Data extracts Start Marker

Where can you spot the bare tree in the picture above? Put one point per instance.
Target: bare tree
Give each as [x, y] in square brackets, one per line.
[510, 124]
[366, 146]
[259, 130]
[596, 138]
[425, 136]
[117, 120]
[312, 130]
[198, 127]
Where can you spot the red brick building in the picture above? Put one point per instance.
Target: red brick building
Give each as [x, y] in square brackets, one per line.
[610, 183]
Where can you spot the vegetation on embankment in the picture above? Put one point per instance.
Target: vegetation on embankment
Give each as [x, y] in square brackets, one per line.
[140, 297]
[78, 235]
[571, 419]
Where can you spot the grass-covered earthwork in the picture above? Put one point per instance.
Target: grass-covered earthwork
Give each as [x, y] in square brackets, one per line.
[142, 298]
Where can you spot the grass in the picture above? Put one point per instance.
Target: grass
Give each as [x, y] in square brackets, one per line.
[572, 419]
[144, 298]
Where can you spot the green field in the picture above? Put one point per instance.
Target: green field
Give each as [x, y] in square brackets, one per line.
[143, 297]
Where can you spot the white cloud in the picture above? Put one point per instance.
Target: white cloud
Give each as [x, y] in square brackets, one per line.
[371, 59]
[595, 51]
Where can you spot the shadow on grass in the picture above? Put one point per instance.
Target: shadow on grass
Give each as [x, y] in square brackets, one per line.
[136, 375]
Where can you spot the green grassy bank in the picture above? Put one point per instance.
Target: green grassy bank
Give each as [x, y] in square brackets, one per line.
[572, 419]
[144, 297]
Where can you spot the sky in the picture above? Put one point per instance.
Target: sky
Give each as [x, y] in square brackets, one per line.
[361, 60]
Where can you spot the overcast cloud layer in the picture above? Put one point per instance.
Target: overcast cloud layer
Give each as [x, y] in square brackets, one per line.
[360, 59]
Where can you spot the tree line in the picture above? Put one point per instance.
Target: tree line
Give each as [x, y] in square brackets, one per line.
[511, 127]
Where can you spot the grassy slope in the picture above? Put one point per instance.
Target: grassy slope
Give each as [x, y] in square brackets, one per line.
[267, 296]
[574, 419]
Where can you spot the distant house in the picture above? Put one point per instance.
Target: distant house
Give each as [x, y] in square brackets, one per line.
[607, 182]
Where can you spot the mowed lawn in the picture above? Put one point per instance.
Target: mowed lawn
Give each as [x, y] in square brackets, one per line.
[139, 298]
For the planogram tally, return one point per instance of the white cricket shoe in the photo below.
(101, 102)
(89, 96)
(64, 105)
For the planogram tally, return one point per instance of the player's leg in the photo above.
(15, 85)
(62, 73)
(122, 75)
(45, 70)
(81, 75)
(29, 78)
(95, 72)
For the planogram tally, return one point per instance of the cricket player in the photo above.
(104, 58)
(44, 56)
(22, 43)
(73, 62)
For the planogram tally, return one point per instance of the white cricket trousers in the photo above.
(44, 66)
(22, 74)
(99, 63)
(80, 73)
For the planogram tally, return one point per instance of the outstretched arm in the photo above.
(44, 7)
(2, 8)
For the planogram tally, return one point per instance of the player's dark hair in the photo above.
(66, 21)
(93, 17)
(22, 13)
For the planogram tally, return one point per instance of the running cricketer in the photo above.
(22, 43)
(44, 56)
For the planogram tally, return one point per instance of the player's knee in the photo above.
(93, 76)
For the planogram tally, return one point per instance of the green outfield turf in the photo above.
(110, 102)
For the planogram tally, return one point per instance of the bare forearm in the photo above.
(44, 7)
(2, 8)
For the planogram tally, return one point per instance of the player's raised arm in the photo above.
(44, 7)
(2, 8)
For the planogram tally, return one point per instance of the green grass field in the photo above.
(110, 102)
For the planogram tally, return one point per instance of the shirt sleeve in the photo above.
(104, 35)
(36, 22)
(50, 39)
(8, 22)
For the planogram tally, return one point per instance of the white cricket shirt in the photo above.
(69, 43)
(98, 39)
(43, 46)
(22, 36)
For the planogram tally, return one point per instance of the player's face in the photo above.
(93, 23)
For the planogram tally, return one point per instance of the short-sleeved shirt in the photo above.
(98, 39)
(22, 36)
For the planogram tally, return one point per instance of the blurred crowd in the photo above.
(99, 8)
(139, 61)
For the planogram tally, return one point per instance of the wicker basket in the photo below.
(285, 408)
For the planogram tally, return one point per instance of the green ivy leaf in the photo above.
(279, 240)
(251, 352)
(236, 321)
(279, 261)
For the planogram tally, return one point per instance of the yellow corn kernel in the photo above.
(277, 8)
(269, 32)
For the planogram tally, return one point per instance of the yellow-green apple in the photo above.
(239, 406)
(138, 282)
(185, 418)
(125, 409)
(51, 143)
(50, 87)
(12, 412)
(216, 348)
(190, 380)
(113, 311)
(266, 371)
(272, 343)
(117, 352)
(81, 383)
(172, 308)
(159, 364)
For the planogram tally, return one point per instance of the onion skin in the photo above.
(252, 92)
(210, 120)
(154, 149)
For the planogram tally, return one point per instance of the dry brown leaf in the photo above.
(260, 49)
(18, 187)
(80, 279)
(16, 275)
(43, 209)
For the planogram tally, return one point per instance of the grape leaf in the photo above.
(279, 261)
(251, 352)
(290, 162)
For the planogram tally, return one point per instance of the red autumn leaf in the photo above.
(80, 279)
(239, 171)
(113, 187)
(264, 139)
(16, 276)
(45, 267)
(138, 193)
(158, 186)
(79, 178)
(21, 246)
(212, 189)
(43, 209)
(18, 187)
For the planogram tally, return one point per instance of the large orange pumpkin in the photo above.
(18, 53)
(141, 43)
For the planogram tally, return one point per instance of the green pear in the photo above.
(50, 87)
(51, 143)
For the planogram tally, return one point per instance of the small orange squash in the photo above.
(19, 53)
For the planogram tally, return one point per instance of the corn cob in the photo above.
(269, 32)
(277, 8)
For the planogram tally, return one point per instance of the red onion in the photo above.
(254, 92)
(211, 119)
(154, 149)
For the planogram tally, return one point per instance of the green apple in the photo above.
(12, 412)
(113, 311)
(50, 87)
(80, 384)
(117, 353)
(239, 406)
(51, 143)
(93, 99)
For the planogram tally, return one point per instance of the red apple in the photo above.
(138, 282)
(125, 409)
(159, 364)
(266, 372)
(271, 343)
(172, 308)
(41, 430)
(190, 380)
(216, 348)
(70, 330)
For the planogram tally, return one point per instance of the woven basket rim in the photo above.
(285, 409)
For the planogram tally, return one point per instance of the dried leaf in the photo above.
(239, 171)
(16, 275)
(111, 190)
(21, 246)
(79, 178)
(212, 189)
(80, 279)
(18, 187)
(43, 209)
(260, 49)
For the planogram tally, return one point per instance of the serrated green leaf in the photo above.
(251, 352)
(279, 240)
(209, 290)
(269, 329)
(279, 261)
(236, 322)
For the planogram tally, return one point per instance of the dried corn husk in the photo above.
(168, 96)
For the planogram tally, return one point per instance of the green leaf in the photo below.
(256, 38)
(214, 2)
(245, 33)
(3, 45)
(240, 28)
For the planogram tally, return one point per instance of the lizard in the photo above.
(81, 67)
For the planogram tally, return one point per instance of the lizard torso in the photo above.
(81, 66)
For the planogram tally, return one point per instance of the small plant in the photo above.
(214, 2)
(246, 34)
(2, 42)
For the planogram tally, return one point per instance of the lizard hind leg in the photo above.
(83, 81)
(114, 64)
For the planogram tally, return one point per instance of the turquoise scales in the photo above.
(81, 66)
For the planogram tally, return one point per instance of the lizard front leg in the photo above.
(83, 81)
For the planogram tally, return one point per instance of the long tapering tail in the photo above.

Data extracts End Marker

* **What the task requires**
Make an exact copy of all the data.

* **Completed exercise**
Where can you spot the bare tree in the picture above? Put one point per instance.
Target: bare tree
Give each as [x, y] in square brackets, one per line.
[510, 124]
[366, 146]
[259, 130]
[596, 138]
[425, 136]
[117, 120]
[312, 130]
[198, 127]
Where can you spot the red brick building in the picture above? Put one point per instance.
Target: red brick building
Give each as [x, y] in square brackets, one per line.
[610, 183]
Where can you spot the vegetation on embankment in the picture above? Put one point per instance.
Target: vegetation on embankment
Give each as [x, y] in square brackets, one per line.
[140, 297]
[78, 235]
[571, 419]
Where can you spot the grass-covered earthwork in the picture above? Put one point per instance.
Target: grass-covered earthwork
Give each as [x, y] in square brackets, one per line.
[142, 298]
Where can you spot the grass in the picture above? Put one point per instance.
Target: grass
Give each as [x, y] in square brackets, one per line.
[572, 419]
[144, 298]
Where can you spot the green field in the picture above? Put one point per instance.
Target: green field
Give each as [x, y] in square brackets, one per line.
[143, 297]
Where can you spot the white cloud in the picture above? Put one point per instance.
Target: white cloud
Give each as [x, y] in square brackets, one per line.
[371, 59]
[595, 51]
Where can you spot the shadow on grass in the picture above? Put one point per instance.
Target: shadow on grass
Give each as [x, y] in square brackets, one per line.
[136, 375]
Where can you spot the green grassy bank in the picture above? Put one point per instance.
Target: green grassy bank
Give each as [x, y] in square brackets, one per line.
[572, 419]
[144, 297]
Where can you spot the sky in the picture above? Put one point per instance.
Target: sky
Give each as [x, y] in square brackets, one per line.
[361, 60]
Where can you spot the overcast cloud layer in the picture above? Put one point per instance.
Target: overcast cloud layer
Give each as [x, y] in square brackets, one per line.
[360, 59]
Where can you spot the tree line in the picture above? Put one point per instance.
Target: tree line
Give each as [x, y] in square brackets, one per line.
[511, 127]
Where can you spot the grassy slope in the picture above? Put one point per instance.
Target: grassy slope
Give each as [x, y] in square brackets, one per line.
[267, 296]
[574, 419]
Where can you spot the distant house in the picture above? Put one point per instance.
Target: distant house
Give each as [x, y] in square brackets, one per line.
[607, 182]
Where can you spot the mowed lawn in the picture above? Put one point per instance.
Target: mowed lawn
Give each as [x, y] in square brackets, one per line.
[139, 298]
For the planogram tally, return one point per instance of the white cricket shoe in the photo below.
(101, 102)
(89, 96)
(64, 105)
For the planogram tally, return one point per instance of the player's leg in the photo above.
(15, 85)
(62, 73)
(122, 75)
(45, 70)
(81, 75)
(29, 78)
(95, 72)
For the planogram tally, return one point per instance of the cricket player in the photo above.
(104, 58)
(44, 56)
(22, 43)
(73, 62)
For the planogram tally, return one point per instance of the white cricket trousers in the photo above.
(44, 66)
(22, 74)
(99, 63)
(80, 73)
For the planogram tally, return one point per instance of the outstretched arm in the photo above.
(44, 7)
(2, 8)
For the planogram tally, return one point per instance of the player's dark hair in the photo above.
(66, 21)
(93, 17)
(22, 13)
For the planogram tally, return one point per instance of the running cricketer in the photo above.
(22, 43)
(44, 56)
For the planogram tally, return one point per instance of the player's knee in the photo above.
(93, 76)
For the planogram tally, return one point per instance of the green outfield turf in the photo above.
(110, 102)
For the planogram tally, return one point per instance of the bare forearm in the photo above.
(44, 7)
(2, 8)
For the planogram tally, return one point per instance of the player's raised arm in the photo above.
(44, 7)
(2, 8)
For the planogram tally, return one point per instance of the green grass field in the photo above.
(110, 102)
For the planogram tally, return one point per instance of the shirt sleeve in the photo above.
(104, 35)
(36, 22)
(50, 39)
(8, 22)
For the planogram tally, return one point per instance of the white cricket shirt in the photo above.
(69, 43)
(98, 39)
(43, 46)
(22, 36)
For the planogram tally, return one point per instance of the player's face in the photo above.
(93, 23)
For the planogram tally, return one point per instance of the short-sleeved shirt in the photo above.
(98, 39)
(22, 36)
For the planogram tally, return one point per instance of the blurred crowd in the photo above.
(99, 8)
(139, 61)
For the planogram tally, return one point per instance of the wicker basket in the photo below.
(285, 408)
For the planogram tally, return one point per instance of the green ivy leaf in the photo above.
(279, 240)
(251, 352)
(236, 321)
(279, 261)
For the planogram tally, return one point per instance of the yellow corn kernel in the photo above.
(277, 8)
(269, 32)
For the planogram tally, return one point per instance of the yellow-green apple in the photo above.
(239, 406)
(138, 282)
(185, 418)
(125, 409)
(51, 143)
(50, 87)
(12, 412)
(216, 348)
(190, 380)
(113, 311)
(266, 371)
(272, 343)
(117, 352)
(81, 383)
(172, 308)
(159, 364)
For the planogram tally, return one point per instance of the onion skin in the photo above.
(252, 92)
(210, 120)
(154, 149)
For the planogram tally, return one point per instance of the dry brown leaf in the photo above.
(260, 49)
(18, 187)
(80, 279)
(16, 275)
(43, 209)
For the planogram tally, return one point per instance of the grape leaf in the photo above.
(279, 261)
(251, 352)
(290, 162)
For the planogram tally, return one point per instance of the red autumn leaf in the photo above.
(80, 279)
(239, 171)
(113, 187)
(264, 139)
(16, 276)
(45, 267)
(138, 193)
(158, 186)
(79, 178)
(21, 246)
(212, 189)
(43, 209)
(18, 187)
For the planogram tally, return one point per instance of the large orange pumpkin in the photo above.
(18, 53)
(141, 43)
For the planogram tally, return one point per instance of the green pear in the photo above.
(50, 87)
(51, 143)
For the planogram tally, return one point per instance of the small orange squash in the photo above.
(19, 53)
For the planogram tally, return one point per instance of the corn cob in the photo above.
(269, 32)
(277, 8)
For the planogram tally, return one point per instance of the red onion in the photo above.
(254, 92)
(211, 119)
(154, 149)
For the planogram tally, return one point per instance of the green apple in the photo above.
(12, 412)
(113, 311)
(50, 87)
(80, 384)
(117, 353)
(239, 406)
(51, 143)
(93, 99)
For the planogram tally, return one point per instance of the red apple in the photo above.
(138, 282)
(125, 409)
(159, 364)
(266, 372)
(271, 343)
(172, 308)
(41, 430)
(190, 380)
(216, 348)
(70, 330)
For the planogram tally, return one point per instance of the woven basket rim in the photo above.
(285, 409)
For the planogram tally, return one point per instance of the dried leaf in the photo above.
(239, 171)
(16, 275)
(111, 190)
(21, 246)
(79, 178)
(212, 189)
(80, 279)
(18, 187)
(43, 209)
(260, 49)
For the planogram tally, return one point per instance of the serrated green leaf in the photo above.
(251, 352)
(279, 240)
(209, 290)
(269, 329)
(279, 261)
(236, 322)
For the planogram tally, return one point per instance of the dried corn husk in the photo above.
(168, 96)
For the planogram tally, return one point per instance of the green leaf in the photo below.
(256, 38)
(214, 2)
(245, 33)
(3, 45)
(240, 28)
For the planogram tally, return one point per instance of the lizard in the photo above.
(81, 67)
For the planogram tally, return one point per instance of the lizard torso in the photo above.
(81, 66)
For the planogram tally, return one point per instance of the small plant in the photo above.
(214, 2)
(246, 34)
(2, 42)
For the planogram tally, return one point per instance of the lizard hind leg in the photo above.
(83, 81)
(114, 64)
For the planogram tally, return one point per instance of the turquoise scales in the photo above.
(81, 66)
For the planogram tally, return one point per instance of the lizard front leg in the photo above.
(83, 81)
For the planogram tally, return one point per instance of the long tapering tail in the photo above.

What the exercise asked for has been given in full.